• _Task data_:
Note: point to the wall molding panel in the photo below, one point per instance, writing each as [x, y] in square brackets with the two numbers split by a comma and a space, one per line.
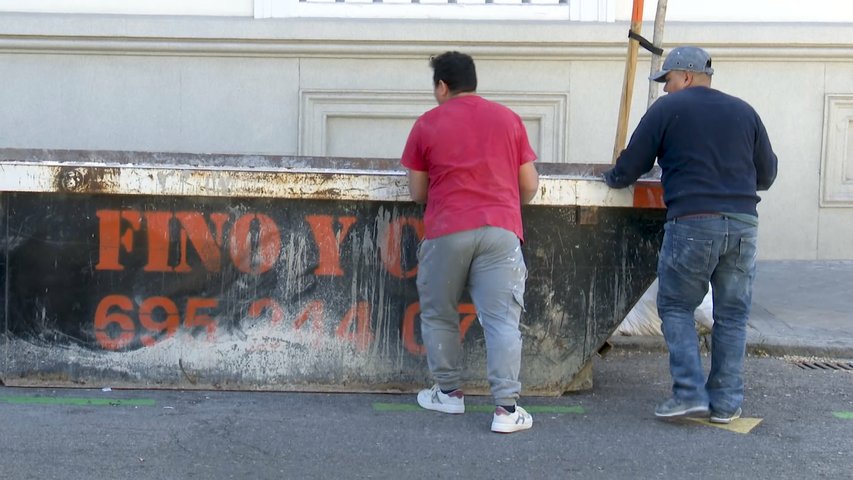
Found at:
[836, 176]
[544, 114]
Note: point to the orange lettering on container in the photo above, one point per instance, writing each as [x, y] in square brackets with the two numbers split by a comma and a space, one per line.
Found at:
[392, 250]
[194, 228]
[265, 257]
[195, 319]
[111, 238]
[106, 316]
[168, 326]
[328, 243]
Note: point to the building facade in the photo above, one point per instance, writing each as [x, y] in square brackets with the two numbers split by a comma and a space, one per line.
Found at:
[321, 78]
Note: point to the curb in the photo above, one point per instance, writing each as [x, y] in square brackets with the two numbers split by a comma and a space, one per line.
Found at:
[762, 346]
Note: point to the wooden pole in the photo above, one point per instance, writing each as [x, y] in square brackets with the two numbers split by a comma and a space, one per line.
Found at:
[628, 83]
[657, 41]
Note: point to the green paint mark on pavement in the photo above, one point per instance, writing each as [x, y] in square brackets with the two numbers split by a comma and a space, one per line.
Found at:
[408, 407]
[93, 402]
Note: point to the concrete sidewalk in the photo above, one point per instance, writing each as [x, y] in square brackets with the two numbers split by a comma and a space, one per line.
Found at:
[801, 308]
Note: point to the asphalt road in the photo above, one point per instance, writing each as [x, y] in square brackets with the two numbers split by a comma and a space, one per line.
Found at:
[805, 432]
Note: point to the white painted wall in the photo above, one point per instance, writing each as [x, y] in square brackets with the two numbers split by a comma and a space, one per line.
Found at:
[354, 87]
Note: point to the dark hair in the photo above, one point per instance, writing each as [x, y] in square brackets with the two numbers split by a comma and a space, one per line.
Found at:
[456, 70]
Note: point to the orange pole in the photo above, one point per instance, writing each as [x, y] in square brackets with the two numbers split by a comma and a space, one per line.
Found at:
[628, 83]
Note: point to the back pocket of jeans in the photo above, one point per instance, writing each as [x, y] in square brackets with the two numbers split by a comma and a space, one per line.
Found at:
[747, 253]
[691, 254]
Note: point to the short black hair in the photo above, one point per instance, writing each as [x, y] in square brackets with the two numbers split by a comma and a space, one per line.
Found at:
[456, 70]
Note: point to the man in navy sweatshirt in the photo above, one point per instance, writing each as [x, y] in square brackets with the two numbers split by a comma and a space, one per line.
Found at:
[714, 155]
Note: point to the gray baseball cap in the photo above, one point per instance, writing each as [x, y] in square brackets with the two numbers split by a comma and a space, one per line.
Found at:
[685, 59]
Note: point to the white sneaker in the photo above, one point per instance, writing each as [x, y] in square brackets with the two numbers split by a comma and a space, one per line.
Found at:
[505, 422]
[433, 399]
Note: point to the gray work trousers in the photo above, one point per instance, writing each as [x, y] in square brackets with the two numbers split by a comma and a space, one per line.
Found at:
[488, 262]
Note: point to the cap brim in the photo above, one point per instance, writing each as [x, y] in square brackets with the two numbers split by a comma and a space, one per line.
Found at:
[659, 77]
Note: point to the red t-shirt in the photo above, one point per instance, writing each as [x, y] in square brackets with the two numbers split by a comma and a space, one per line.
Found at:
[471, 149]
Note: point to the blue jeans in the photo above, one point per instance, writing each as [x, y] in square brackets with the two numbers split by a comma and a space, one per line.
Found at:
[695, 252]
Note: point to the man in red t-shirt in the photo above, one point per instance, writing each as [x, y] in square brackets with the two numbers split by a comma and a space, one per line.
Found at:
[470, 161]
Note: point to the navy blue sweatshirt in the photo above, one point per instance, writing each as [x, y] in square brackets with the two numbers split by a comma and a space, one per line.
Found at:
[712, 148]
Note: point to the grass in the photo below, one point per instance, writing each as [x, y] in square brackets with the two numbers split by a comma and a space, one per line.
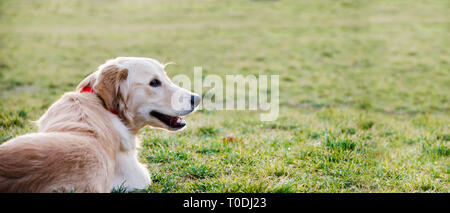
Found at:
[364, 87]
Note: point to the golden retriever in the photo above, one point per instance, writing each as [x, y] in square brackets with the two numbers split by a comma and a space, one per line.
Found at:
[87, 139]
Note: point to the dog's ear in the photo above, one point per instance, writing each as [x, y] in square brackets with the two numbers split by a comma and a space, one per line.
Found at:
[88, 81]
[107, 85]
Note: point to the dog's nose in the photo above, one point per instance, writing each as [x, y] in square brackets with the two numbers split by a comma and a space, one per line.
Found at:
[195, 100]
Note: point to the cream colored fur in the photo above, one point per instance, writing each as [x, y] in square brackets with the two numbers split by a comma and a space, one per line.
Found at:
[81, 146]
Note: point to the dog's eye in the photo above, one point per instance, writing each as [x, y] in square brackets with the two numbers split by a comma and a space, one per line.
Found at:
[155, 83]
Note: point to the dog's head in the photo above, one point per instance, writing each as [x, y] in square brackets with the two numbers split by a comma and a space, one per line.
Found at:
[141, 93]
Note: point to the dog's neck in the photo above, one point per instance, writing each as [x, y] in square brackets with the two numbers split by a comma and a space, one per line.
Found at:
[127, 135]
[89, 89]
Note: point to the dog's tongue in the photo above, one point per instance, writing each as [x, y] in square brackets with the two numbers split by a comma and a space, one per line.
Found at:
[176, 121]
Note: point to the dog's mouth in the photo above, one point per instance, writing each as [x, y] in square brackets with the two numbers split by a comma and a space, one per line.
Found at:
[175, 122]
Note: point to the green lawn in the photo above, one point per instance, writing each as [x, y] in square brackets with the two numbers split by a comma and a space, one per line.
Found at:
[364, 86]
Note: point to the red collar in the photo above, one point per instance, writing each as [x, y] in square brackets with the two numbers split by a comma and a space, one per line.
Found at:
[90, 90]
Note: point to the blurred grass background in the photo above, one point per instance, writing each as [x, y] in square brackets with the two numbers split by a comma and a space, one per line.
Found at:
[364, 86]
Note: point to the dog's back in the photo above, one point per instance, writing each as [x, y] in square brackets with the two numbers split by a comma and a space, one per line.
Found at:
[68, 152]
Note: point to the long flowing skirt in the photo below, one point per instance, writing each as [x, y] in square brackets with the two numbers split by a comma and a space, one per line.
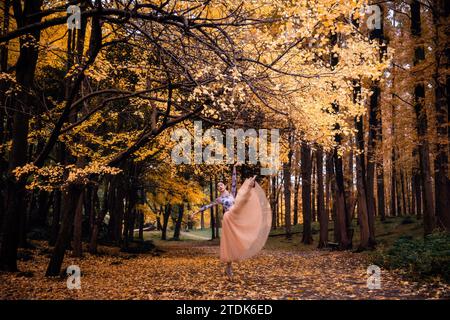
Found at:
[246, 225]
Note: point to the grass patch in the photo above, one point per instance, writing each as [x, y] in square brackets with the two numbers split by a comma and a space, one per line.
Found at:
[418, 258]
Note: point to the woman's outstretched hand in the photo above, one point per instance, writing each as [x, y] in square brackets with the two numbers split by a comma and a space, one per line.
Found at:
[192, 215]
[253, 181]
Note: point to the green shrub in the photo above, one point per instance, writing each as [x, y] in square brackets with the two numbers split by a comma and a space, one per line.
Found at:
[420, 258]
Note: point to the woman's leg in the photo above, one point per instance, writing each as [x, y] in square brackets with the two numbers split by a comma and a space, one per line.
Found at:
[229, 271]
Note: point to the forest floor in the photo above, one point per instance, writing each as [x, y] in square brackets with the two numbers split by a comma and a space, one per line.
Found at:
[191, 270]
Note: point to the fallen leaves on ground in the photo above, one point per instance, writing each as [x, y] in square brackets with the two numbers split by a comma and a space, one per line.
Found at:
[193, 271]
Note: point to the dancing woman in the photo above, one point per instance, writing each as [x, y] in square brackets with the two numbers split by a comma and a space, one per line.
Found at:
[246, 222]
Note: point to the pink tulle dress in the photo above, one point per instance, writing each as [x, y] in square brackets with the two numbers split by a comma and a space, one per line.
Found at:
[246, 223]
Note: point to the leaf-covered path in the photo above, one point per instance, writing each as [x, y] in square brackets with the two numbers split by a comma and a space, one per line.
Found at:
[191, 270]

==

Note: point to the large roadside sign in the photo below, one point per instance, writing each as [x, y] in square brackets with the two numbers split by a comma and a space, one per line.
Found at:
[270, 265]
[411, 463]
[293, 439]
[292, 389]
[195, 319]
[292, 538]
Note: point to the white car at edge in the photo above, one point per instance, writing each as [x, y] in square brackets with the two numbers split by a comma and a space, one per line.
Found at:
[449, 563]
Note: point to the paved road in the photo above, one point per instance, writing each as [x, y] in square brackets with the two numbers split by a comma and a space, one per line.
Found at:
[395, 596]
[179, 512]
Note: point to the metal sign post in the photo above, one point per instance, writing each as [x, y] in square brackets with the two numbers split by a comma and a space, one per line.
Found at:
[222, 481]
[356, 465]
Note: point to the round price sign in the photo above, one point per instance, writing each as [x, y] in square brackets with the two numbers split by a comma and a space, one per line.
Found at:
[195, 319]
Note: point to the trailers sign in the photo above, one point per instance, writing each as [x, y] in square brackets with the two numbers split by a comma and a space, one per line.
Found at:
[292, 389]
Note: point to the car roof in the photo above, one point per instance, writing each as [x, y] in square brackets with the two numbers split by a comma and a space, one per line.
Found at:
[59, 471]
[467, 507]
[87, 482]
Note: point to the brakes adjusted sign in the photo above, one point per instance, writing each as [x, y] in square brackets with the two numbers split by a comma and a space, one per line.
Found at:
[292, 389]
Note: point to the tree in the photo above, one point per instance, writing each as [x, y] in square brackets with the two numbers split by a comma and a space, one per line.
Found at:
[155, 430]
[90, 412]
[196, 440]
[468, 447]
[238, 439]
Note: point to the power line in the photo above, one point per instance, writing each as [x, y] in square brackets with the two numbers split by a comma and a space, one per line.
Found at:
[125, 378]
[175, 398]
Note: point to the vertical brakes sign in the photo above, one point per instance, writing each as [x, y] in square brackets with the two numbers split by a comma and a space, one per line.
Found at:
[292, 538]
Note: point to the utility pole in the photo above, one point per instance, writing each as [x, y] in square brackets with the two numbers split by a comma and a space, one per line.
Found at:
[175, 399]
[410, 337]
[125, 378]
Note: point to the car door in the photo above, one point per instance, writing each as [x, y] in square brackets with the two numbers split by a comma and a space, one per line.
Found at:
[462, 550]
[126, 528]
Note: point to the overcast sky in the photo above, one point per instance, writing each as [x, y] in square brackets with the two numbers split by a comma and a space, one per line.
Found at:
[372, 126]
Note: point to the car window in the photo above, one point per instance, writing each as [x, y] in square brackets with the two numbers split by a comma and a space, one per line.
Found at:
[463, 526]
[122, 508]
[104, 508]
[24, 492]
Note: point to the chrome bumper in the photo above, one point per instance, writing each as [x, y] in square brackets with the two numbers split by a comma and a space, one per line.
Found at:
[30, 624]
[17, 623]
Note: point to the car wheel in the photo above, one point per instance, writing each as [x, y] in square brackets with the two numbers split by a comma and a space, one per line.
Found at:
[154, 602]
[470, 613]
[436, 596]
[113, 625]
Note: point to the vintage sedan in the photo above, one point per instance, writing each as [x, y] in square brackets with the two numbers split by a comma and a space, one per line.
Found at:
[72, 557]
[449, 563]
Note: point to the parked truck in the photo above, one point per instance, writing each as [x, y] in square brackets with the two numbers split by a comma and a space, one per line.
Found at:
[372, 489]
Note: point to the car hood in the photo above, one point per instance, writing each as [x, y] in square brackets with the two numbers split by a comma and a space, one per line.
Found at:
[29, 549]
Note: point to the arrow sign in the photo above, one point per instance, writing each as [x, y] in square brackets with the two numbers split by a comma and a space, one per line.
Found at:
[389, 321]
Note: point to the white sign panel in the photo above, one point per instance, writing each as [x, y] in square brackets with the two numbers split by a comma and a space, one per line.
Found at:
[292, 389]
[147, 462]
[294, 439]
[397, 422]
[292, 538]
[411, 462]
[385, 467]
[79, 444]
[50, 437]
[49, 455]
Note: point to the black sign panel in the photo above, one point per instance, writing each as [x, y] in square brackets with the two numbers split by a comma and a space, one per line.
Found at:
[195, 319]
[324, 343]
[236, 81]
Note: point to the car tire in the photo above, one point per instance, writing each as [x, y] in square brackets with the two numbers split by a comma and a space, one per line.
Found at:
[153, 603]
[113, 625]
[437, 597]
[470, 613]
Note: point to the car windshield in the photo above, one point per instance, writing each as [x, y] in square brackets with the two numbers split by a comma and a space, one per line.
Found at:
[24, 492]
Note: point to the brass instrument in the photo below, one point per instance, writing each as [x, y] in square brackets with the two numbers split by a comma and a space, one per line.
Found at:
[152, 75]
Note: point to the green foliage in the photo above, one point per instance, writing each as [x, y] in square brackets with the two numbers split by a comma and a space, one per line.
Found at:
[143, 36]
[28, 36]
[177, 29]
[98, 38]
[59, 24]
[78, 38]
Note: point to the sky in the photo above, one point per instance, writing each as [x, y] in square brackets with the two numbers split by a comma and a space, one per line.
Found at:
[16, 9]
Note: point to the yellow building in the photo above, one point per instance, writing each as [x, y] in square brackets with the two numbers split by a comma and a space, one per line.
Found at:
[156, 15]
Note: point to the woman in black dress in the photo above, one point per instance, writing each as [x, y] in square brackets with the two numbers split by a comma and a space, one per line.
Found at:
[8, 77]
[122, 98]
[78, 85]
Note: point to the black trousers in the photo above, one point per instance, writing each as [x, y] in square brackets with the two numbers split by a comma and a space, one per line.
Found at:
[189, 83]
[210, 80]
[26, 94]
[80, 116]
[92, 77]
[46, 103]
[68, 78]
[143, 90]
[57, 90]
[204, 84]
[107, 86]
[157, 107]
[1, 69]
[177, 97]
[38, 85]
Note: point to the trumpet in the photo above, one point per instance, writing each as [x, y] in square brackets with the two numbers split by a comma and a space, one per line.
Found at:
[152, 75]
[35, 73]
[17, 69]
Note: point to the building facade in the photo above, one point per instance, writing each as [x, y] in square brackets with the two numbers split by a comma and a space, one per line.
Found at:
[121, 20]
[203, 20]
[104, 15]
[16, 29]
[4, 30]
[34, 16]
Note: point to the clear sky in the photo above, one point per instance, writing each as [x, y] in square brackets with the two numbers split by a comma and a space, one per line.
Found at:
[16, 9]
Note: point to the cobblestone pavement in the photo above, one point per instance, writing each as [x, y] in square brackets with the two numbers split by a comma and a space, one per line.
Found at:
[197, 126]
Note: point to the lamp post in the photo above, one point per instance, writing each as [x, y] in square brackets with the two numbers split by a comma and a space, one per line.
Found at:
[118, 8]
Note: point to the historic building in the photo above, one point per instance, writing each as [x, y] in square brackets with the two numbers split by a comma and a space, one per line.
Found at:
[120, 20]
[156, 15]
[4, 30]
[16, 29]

...

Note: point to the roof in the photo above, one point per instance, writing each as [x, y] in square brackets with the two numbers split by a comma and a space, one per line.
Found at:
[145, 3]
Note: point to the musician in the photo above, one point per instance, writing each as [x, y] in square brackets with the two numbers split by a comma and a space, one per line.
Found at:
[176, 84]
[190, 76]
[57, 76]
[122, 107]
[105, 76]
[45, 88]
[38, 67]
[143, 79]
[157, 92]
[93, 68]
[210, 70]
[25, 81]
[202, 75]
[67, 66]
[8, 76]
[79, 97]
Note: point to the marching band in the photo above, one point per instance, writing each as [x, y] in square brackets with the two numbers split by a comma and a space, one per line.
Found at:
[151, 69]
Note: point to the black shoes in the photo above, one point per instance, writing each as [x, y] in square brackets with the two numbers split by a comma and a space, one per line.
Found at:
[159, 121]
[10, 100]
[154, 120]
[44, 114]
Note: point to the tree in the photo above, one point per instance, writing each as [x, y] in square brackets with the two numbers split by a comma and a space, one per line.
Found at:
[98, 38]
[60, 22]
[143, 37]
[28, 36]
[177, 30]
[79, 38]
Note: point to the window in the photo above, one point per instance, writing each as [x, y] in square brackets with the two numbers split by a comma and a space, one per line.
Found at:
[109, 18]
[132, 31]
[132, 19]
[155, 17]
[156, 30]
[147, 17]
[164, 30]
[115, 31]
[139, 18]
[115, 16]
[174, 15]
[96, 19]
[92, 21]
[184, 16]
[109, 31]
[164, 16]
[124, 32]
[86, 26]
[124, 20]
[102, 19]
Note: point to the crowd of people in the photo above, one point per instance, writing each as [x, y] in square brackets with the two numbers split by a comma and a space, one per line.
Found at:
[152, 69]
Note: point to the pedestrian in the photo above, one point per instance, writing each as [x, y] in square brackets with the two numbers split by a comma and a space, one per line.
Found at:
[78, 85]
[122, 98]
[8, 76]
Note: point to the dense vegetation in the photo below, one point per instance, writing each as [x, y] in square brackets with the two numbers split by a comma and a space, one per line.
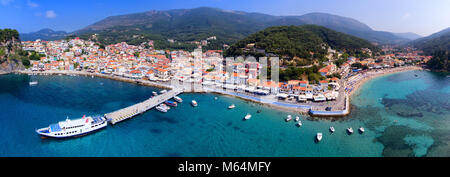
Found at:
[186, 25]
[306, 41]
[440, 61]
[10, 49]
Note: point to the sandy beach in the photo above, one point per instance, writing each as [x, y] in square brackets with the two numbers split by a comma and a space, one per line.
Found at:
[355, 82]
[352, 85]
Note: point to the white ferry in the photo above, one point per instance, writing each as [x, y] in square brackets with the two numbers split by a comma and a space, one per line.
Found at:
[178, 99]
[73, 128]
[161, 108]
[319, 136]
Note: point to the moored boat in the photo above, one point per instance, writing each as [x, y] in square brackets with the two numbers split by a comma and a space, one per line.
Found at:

• _Aim of the task_:
Show every line of the listing above that contains the string "woman", copying each line in full. Case counts.

• _Final answer_:
Note: point to the woman's outstretched hand in the photo above, one point per instance, writing each as [x, y] in square brackets with the two numbers split by a comma and a space, one per line.
Note: point to the woman's leg in the photo above, one point per instance, writing each as [x, y] in square brackets with the two numbers split by a comma and a space, one per line.
Note: point to the dancing woman in the photo above, one point per instance, writing each as [x, y] in square brackets with the two numbers split by a comma and a space, one per line.
Note: point to the woman in black dress in the photo above, one point per instance, writing each as [x, y] in square brackets with the two numbers split by a comma and a space, one per line.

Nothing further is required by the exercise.